→ Material for this exercise
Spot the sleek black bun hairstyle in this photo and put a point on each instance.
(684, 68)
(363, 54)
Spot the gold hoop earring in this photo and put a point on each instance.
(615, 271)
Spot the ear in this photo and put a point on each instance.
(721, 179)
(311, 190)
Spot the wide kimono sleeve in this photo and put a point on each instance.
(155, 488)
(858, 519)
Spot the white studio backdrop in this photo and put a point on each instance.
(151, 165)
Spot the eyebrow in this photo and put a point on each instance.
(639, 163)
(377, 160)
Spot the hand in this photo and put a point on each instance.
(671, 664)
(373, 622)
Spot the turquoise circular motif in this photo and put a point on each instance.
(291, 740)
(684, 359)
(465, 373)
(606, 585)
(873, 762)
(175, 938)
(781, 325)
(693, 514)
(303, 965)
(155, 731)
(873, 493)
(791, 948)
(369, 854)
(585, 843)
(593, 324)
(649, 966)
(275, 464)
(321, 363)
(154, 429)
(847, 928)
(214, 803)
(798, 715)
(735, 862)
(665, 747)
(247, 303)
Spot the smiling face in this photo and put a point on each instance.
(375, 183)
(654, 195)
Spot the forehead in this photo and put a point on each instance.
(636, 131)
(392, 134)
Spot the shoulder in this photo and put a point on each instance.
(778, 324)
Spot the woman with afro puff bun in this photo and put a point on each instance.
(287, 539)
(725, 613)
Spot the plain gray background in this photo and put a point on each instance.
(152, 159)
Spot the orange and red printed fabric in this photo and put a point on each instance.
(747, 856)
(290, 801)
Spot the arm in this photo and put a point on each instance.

* * *

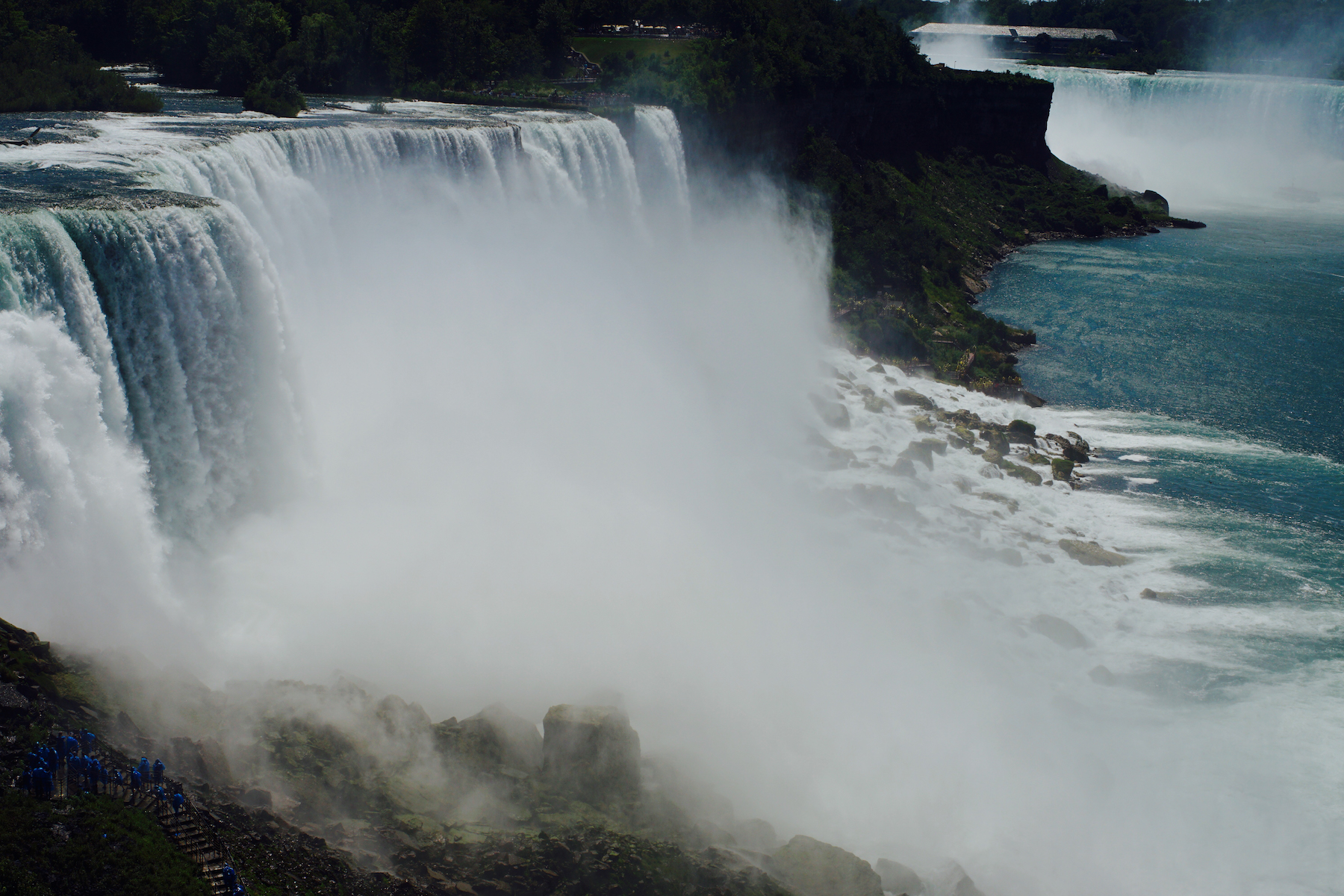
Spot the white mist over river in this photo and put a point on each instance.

--

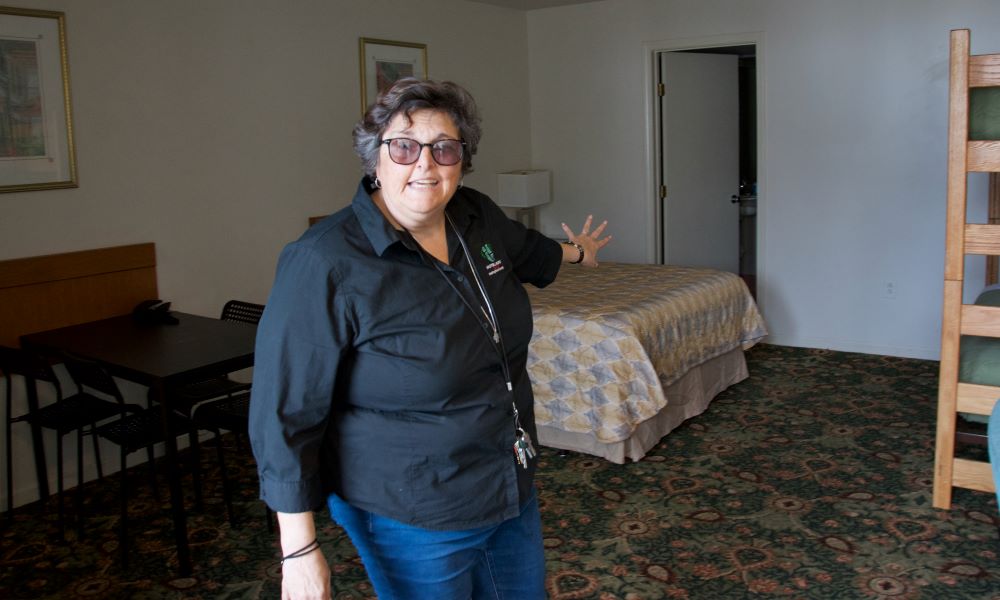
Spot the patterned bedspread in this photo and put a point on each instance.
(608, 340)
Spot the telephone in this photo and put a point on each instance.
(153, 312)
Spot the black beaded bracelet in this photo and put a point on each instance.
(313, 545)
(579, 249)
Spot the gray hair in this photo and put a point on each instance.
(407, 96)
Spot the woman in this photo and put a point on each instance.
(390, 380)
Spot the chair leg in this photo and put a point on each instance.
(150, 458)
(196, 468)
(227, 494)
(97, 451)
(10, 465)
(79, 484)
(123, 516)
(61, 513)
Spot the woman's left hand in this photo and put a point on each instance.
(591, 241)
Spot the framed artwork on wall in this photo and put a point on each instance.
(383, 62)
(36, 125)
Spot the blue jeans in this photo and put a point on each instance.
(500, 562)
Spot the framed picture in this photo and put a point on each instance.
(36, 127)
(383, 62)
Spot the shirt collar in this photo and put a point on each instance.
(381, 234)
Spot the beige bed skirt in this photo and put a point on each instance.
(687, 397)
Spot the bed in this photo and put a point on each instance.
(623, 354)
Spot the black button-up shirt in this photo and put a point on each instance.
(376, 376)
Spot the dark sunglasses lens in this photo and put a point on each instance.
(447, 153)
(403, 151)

→ What to work on
From the listing above, output exactly the run of lines that starts with the line containing "Spot the forehead" and ends with the line containing "Spot the arm".

→ Response to this task
Spot the forehead in this photo and put a point on each instance.
(636, 131)
(392, 134)
Spot the shoulder in this photo and put a point on each instance.
(778, 324)
Spot the woman with afro puff bun in this photo and put a point on each instance.
(287, 539)
(725, 613)
Spot the plain gray background in this photo and put a point on each instance.
(152, 159)
Spot the orange and red printed fabric in this photo and put a point on each instance.
(747, 856)
(290, 801)
Spot the arm in this photo and put a point on each instance.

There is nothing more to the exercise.